Collected data

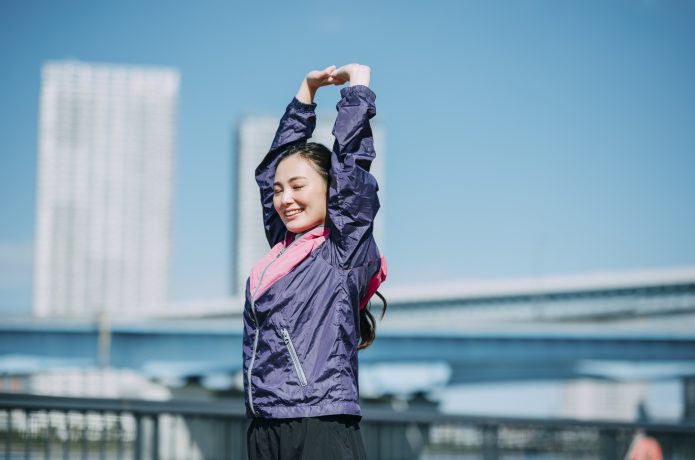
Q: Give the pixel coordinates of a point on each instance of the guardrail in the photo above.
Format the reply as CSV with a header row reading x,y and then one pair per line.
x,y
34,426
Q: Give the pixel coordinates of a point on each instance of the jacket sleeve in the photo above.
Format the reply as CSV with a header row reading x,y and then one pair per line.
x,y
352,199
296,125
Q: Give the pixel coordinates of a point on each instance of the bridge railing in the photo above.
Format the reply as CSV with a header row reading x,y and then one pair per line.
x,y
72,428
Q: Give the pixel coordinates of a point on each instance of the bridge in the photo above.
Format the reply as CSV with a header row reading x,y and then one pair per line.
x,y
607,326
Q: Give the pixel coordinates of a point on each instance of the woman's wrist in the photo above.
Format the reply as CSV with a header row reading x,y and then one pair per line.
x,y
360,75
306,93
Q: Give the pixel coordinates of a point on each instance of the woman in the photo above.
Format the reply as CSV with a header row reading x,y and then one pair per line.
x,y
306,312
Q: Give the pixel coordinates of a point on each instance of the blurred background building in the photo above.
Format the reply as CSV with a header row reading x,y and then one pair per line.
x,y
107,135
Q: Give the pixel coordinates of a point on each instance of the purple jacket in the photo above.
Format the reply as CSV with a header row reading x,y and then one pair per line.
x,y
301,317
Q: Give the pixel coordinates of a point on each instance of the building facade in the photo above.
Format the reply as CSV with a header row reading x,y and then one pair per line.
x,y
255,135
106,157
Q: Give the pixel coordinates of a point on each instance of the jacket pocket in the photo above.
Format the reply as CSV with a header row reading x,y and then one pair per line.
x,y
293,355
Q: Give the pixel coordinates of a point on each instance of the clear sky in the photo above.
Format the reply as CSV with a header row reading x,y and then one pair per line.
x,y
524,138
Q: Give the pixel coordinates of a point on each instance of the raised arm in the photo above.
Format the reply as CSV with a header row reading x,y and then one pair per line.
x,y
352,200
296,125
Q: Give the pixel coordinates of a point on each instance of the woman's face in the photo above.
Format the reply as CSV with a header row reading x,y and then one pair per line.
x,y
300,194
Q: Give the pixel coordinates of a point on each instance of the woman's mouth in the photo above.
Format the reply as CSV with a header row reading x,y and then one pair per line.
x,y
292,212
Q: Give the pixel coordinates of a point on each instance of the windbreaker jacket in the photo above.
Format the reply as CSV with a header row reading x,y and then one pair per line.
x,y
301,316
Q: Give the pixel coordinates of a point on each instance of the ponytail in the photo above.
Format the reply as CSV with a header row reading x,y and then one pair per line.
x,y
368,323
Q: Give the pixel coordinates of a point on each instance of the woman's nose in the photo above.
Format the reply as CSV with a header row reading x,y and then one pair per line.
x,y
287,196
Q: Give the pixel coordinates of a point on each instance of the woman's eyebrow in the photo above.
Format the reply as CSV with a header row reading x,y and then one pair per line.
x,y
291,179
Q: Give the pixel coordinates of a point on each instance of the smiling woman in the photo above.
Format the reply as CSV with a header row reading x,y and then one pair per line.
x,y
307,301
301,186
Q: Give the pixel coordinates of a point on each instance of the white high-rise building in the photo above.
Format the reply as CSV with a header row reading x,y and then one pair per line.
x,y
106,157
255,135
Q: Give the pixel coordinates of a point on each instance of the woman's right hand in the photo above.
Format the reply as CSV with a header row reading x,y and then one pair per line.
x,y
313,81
...
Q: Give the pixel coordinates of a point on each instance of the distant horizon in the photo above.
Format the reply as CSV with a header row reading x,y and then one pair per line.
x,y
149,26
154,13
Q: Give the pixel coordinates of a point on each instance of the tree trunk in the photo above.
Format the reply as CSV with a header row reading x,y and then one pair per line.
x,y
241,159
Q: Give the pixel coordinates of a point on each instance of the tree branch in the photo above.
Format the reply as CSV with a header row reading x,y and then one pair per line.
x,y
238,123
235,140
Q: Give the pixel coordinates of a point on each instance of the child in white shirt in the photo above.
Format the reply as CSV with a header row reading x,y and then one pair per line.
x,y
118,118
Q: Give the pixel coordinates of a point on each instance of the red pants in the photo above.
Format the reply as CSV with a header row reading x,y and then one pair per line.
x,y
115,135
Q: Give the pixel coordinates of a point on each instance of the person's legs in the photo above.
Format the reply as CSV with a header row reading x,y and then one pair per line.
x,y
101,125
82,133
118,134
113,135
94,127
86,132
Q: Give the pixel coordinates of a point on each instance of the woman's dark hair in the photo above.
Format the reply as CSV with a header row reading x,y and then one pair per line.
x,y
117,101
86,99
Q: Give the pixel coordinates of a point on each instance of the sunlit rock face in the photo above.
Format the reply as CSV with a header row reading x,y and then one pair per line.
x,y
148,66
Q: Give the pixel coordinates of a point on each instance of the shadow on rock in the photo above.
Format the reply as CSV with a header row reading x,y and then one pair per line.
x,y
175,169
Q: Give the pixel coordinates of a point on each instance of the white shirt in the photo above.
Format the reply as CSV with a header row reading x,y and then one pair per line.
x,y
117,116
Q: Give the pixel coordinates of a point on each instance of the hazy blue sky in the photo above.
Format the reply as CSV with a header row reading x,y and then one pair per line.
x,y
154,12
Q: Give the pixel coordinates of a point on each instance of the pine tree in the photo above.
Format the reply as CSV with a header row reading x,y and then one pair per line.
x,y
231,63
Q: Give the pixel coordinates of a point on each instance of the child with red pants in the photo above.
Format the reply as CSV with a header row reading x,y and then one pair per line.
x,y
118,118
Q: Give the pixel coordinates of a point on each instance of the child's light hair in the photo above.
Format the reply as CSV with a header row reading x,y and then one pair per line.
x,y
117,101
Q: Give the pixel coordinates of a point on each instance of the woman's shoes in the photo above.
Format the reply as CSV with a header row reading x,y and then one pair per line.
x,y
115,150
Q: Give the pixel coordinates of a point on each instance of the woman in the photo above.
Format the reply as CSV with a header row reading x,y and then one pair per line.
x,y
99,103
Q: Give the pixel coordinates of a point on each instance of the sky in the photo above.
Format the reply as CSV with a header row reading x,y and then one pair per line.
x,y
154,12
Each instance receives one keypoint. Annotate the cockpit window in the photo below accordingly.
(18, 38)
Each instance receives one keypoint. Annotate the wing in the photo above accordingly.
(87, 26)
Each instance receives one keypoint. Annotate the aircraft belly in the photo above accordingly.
==
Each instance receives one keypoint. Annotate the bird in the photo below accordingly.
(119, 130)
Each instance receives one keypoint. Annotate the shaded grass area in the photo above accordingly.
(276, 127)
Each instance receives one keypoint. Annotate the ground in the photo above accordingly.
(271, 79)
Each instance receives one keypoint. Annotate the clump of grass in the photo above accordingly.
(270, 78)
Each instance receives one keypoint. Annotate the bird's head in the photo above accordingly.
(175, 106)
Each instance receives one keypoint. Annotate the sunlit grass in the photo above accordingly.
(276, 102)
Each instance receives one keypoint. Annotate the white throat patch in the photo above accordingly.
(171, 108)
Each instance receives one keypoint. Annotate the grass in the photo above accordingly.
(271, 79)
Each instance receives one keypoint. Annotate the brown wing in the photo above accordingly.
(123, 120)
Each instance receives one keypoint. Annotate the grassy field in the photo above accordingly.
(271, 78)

> [Task statement]
Give only the number of lines in the entries above that contain the string "rock".

> [Expected output]
2